_What is being asked_
Can you reproduce every one of the following lines verbatim?

_Data provided_

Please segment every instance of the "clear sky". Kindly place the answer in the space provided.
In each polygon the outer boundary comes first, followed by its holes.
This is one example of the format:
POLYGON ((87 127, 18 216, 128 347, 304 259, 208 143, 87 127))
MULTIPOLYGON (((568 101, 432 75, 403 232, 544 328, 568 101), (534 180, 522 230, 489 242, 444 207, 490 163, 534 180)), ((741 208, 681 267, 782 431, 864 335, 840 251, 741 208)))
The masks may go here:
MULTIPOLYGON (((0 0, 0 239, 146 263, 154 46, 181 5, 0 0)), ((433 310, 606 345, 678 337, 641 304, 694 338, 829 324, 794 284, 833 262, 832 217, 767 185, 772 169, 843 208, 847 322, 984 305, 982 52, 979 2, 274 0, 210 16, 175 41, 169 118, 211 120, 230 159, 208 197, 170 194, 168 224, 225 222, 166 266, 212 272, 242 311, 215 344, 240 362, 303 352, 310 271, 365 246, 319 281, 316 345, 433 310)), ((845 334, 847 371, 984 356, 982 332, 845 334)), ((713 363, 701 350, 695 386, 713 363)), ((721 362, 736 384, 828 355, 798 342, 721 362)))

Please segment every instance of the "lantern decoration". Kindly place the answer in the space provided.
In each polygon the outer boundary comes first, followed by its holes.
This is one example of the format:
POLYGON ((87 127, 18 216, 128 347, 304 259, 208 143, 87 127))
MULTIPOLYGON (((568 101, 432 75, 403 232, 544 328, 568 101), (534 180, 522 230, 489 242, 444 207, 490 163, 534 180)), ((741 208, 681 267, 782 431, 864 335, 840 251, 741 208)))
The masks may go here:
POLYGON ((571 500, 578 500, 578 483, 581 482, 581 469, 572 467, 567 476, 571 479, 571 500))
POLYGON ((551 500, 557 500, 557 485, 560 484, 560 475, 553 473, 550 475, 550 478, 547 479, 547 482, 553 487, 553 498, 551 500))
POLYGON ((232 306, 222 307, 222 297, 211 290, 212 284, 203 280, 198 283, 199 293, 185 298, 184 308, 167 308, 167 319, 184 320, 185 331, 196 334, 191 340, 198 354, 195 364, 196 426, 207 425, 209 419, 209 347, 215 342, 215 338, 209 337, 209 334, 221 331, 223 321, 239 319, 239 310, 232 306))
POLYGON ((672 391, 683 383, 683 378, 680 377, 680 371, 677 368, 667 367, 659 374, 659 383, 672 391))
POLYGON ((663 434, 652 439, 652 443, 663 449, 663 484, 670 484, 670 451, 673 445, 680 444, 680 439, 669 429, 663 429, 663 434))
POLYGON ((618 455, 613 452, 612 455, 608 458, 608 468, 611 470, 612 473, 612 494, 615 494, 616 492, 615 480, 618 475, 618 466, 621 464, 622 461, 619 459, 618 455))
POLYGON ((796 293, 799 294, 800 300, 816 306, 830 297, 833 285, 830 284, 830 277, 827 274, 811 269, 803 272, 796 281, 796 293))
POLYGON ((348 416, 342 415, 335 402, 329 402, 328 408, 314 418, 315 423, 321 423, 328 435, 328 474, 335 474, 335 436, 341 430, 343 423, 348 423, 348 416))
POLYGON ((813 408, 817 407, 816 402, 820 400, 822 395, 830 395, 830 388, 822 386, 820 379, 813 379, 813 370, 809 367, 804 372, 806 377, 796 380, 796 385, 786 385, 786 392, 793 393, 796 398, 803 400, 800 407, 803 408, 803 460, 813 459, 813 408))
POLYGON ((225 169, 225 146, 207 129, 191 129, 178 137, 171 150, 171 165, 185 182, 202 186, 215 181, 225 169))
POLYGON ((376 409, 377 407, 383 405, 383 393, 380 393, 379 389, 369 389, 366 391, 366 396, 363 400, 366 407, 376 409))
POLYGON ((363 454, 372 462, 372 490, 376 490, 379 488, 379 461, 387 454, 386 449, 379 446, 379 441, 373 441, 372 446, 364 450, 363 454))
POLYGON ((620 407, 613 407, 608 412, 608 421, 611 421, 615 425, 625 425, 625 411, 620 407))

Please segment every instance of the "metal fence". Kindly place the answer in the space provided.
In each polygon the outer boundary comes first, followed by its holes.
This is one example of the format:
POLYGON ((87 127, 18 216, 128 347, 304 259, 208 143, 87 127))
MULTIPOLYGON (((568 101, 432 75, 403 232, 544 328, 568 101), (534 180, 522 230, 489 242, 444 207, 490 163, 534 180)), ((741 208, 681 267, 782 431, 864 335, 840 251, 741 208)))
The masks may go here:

_Response below_
Please segment every instance of the "clear sky". Kindly place the answer in the space provided.
In each polygon the outer boundary comes first, followed by its holes.
This is one example of the format:
POLYGON ((87 127, 18 216, 128 347, 304 259, 208 143, 87 127))
MULTIPOLYGON (((568 101, 432 75, 403 232, 544 328, 568 101), (534 180, 522 230, 489 242, 444 207, 490 163, 534 180)), ((741 208, 681 267, 782 431, 864 335, 840 251, 741 208)))
The masks may go here:
MULTIPOLYGON (((0 0, 0 239, 146 263, 154 46, 181 5, 0 0)), ((433 310, 606 345, 678 337, 641 304, 694 338, 829 324, 794 284, 833 262, 832 217, 767 185, 772 169, 843 208, 847 322, 984 305, 982 52, 979 2, 274 0, 210 16, 175 41, 169 118, 211 120, 230 159, 208 197, 170 194, 168 224, 225 222, 166 266, 212 272, 242 311, 215 344, 240 362, 303 352, 310 271, 365 246, 319 281, 316 345, 433 310)), ((845 334, 847 371, 984 356, 982 332, 845 334)), ((713 363, 701 350, 695 386, 713 363)), ((721 362, 736 384, 828 355, 798 342, 721 362)))

Please segment every instance of the "lantern decoration". Kindly place the answer in the space provided.
In each polygon the outer boundary comes first, followed by its holes.
This is one example of the format:
POLYGON ((87 127, 18 216, 128 347, 304 259, 208 143, 87 127))
MULTIPOLYGON (((568 101, 432 75, 403 232, 544 328, 568 101), (534 180, 522 230, 489 242, 444 207, 490 163, 534 180)), ((741 208, 681 267, 782 431, 864 335, 840 251, 741 208)))
The masks may go here:
POLYGON ((571 500, 578 500, 578 483, 581 482, 581 469, 572 467, 567 476, 571 479, 571 500))
POLYGON ((551 500, 557 500, 557 485, 560 484, 560 475, 553 473, 550 475, 550 478, 547 479, 547 482, 553 487, 553 498, 551 500))
POLYGON ((232 306, 222 307, 222 297, 211 290, 212 284, 203 280, 198 283, 199 293, 185 298, 184 308, 167 308, 167 319, 184 320, 185 331, 196 334, 191 340, 198 354, 195 364, 196 426, 207 425, 209 419, 209 347, 215 342, 215 338, 209 337, 209 334, 221 331, 223 321, 239 319, 239 310, 232 306))
POLYGON ((672 391, 683 383, 683 378, 680 377, 680 371, 677 368, 667 367, 659 374, 659 383, 672 391))
POLYGON ((663 434, 652 439, 652 443, 663 449, 663 484, 670 484, 670 451, 673 445, 680 444, 680 439, 669 429, 663 429, 663 434))
POLYGON ((618 455, 613 452, 612 455, 608 458, 608 468, 611 470, 612 473, 612 494, 615 494, 616 492, 615 480, 618 475, 618 466, 621 464, 622 461, 619 459, 618 455))
POLYGON ((796 293, 799 294, 800 300, 816 306, 830 297, 833 285, 830 284, 830 277, 827 274, 811 269, 803 272, 796 281, 796 293))
POLYGON ((348 416, 342 415, 335 402, 329 402, 328 408, 314 418, 315 423, 321 423, 328 435, 328 474, 335 474, 335 436, 341 430, 343 423, 348 423, 348 416))
POLYGON ((813 408, 817 407, 816 402, 820 400, 822 395, 830 395, 830 388, 822 386, 820 379, 813 379, 813 370, 809 367, 804 372, 806 377, 796 380, 796 385, 786 385, 786 392, 793 393, 796 398, 803 400, 800 407, 803 408, 803 460, 813 459, 813 408))
POLYGON ((225 169, 225 146, 207 129, 191 129, 178 137, 171 150, 171 165, 185 182, 202 186, 215 181, 225 169))
POLYGON ((376 409, 377 407, 383 405, 383 393, 380 393, 379 389, 369 389, 366 391, 366 396, 363 400, 366 407, 376 409))
POLYGON ((363 454, 372 462, 372 490, 376 490, 379 488, 379 461, 387 454, 386 449, 379 446, 379 441, 373 441, 372 446, 364 450, 363 454))
POLYGON ((620 407, 613 407, 608 412, 608 421, 611 421, 615 425, 625 425, 625 411, 620 407))

Please segment every instance of the "metal fence". Kindly place the answer in the space provided.
In each polygon the outer boundary comes first, followed by its holes.
This is one example of the format:
POLYGON ((87 127, 18 216, 128 347, 304 259, 208 143, 87 127))
MULTIPOLYGON (((568 101, 432 75, 403 232, 544 328, 568 101), (534 180, 522 230, 489 242, 444 207, 490 163, 534 180)), ((741 208, 681 267, 782 431, 864 335, 840 251, 741 208)))
The masks may go here:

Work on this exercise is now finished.